- _Required task_
Rewrite the part of the acacia rat thread starting at "crittery.co.uk - Acacia" and ending at "for diet. Hmm..", replacing "fancy rat" with "pet rat".

- _Passage shown_

★ ★ ★ ★ ★ ★ ★

# Acacia Rats...



## chrisd (Aug 25, 2011)

Have just seen two of these advertised on Gumtree, however they don't look like any rats I've seen. They aren't far from me however and they look lovely so if anyone knows anything about temparament or care or any info on them please let me know and i may find these guys a home!


----------



## noushka05 (Mar 28, 2008)

this looks very informative...

http://exotickeepersforum.co.uk/upload/Acacia_Rat.pdf


----------



## thedogsmother (Aug 28, 2008)

crittery.co.uk - Acacia Rats Is this any help?


----------



## chrisd (Aug 25, 2011)

Thanks for that. They are gorgeous little things. They sound quite similar to a fancy rat except for diet. Hmm..


----------



## blade100 (Aug 24, 2009)

Get them you know u want toooooooo.


----------



## Sarah+Hammies (Jul 20, 2009)

blade100 said:


> Get them you know u want toooooooo.


^This!!! And when you have them take lots of pics to post on here for all of us to get our cute pic fix 
  :biggrin5: :tongue: :biggrin: :thumbup1: :aureola: : :thumbup: :thumbsup: :drool: :yesnod: :ihih: :smilewinkgrin: :001_tongue: :tongue_smilie: :wink5:


----------



## chrisd (Aug 25, 2011)

blade100 said:


> Get them you know u want toooooooo.


If I had my own house there would be know question about it! I think I'm in love with these things


----------



## kierawalker (Mar 2, 2012)

These things are adorable, but if you have other pets you might check on well they will behave. Also, these guys could cause you some trouble. Imagine one day you wake up and one of them is missing.


----------



## chrisd (Aug 25, 2011)

★ ★ ★ ★ ★ ★ ★

- _Raw data_
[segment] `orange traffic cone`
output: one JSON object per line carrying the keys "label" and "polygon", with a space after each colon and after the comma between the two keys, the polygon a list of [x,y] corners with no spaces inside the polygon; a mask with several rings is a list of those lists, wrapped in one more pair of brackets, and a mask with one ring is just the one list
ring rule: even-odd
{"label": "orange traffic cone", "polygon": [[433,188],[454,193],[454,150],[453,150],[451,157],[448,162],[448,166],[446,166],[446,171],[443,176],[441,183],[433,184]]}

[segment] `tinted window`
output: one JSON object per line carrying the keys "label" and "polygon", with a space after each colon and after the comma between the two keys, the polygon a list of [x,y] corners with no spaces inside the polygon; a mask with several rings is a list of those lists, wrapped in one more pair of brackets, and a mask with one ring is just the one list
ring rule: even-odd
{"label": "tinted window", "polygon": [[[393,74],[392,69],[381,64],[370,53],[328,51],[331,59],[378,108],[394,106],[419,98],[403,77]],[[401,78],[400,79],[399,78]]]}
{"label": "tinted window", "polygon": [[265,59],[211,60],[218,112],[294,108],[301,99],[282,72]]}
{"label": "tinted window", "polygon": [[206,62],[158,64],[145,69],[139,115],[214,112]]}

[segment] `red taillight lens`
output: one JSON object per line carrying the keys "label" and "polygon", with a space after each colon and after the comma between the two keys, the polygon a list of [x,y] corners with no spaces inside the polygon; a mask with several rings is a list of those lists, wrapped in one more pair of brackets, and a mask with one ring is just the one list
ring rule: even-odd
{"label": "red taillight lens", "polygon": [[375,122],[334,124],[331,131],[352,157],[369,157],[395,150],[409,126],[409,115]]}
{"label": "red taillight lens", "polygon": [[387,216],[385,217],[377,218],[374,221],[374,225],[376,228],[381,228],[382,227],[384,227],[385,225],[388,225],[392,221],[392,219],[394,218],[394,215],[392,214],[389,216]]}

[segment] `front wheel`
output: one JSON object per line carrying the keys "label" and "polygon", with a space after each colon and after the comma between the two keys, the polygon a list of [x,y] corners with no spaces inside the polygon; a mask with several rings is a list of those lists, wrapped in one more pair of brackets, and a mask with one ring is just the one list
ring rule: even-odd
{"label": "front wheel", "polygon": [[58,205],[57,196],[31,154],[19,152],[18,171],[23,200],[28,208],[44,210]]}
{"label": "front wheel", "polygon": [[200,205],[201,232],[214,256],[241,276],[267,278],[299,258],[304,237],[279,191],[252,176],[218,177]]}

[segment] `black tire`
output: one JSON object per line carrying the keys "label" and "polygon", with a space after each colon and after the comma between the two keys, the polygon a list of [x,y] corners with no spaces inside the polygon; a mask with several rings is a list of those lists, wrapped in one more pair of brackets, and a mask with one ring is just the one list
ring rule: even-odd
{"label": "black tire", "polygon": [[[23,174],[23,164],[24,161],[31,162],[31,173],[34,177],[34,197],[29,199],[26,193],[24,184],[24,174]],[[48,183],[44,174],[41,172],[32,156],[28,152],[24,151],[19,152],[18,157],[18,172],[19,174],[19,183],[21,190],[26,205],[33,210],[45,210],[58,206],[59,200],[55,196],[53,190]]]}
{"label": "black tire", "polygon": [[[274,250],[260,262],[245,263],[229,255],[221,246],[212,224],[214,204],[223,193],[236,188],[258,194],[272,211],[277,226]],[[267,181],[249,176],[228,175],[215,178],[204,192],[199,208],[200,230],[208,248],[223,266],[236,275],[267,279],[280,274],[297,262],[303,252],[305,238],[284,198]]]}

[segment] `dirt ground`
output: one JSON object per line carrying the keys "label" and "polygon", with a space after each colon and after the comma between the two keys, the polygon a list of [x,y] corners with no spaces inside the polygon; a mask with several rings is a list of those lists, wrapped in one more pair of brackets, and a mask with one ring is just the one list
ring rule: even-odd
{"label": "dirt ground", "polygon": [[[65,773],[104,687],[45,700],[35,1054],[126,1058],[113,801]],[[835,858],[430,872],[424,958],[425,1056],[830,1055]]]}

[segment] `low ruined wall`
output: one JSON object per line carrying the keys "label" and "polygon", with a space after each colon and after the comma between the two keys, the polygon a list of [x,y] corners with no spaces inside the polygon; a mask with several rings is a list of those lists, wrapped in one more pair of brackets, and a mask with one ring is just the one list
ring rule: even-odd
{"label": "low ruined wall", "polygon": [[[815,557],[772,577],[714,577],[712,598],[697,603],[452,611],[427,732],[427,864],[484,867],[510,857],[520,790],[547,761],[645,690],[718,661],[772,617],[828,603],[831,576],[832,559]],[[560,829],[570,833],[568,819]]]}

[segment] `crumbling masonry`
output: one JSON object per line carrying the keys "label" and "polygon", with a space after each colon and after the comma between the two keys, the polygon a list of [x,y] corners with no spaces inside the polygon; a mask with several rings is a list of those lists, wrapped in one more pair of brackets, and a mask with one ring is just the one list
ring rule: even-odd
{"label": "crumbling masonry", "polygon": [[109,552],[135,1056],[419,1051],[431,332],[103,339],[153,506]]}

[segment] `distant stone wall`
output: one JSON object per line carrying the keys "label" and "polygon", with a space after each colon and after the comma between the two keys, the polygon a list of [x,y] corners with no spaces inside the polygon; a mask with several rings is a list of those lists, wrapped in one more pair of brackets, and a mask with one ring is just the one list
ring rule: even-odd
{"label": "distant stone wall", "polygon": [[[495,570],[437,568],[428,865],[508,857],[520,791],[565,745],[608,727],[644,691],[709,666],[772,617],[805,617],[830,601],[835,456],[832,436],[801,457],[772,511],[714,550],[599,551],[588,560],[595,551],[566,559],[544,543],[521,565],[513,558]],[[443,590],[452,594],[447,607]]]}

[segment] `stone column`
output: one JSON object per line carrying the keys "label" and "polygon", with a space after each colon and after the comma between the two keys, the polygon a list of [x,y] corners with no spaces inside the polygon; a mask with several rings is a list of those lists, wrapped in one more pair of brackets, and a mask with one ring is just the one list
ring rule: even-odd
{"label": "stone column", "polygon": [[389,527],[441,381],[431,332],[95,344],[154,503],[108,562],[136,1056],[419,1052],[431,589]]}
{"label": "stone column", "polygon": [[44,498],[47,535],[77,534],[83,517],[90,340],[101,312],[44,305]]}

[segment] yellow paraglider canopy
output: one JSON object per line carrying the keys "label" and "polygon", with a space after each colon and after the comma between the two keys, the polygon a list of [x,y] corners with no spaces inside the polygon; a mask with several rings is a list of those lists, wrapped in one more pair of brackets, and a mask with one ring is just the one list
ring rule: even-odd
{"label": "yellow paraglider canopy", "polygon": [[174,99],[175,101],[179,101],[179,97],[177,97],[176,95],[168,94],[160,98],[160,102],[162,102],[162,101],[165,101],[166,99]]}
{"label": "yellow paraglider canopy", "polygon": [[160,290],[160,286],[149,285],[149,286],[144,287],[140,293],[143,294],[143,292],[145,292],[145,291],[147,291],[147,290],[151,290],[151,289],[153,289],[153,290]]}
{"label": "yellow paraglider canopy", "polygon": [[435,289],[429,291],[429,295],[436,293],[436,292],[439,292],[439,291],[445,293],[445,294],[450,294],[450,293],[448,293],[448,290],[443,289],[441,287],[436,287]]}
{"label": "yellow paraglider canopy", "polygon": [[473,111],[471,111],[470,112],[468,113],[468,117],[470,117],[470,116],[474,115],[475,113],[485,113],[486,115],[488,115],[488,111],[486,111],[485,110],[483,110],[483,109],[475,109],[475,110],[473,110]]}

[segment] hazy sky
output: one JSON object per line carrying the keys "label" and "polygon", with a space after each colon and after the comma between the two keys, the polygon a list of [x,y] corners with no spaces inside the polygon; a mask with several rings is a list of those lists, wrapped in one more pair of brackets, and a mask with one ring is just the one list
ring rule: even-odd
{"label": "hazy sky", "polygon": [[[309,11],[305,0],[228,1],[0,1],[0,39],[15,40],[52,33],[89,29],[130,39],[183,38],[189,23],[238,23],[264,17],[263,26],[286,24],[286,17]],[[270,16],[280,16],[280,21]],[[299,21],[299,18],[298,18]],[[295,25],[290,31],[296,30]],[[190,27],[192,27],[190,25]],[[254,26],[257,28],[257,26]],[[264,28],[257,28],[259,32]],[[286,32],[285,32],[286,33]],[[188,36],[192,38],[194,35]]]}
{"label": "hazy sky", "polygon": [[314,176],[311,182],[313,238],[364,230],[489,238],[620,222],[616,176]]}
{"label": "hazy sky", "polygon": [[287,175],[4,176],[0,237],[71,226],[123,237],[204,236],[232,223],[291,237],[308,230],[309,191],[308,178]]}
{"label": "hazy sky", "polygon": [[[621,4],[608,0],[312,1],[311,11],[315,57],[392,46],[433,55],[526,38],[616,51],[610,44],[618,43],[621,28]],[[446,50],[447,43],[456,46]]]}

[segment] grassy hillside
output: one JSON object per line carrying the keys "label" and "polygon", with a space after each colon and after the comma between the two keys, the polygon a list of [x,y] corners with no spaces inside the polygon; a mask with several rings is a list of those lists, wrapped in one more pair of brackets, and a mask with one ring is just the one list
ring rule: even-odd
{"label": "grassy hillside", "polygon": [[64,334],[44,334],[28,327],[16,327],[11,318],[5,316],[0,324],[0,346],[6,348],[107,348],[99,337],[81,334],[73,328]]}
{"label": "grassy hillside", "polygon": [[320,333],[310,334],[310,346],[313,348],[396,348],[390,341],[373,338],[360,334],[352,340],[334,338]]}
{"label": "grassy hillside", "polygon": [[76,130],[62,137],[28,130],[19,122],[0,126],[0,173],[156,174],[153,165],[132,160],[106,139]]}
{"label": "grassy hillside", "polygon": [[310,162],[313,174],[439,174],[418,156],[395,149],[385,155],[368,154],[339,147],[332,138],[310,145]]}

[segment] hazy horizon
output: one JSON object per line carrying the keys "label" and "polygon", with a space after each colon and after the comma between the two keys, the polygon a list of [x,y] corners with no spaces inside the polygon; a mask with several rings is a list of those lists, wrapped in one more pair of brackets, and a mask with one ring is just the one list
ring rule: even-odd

★ ★ ★ ★ ★ ★ ★

- _Complete response_
crittery.co.uk - Acacia Rats Is this any help?


----------



## chrisd (Aug 25, 2011)

Thanks for that. They are gorgeous little things. They sound quite similar to a pet rat except for diet. Hmm..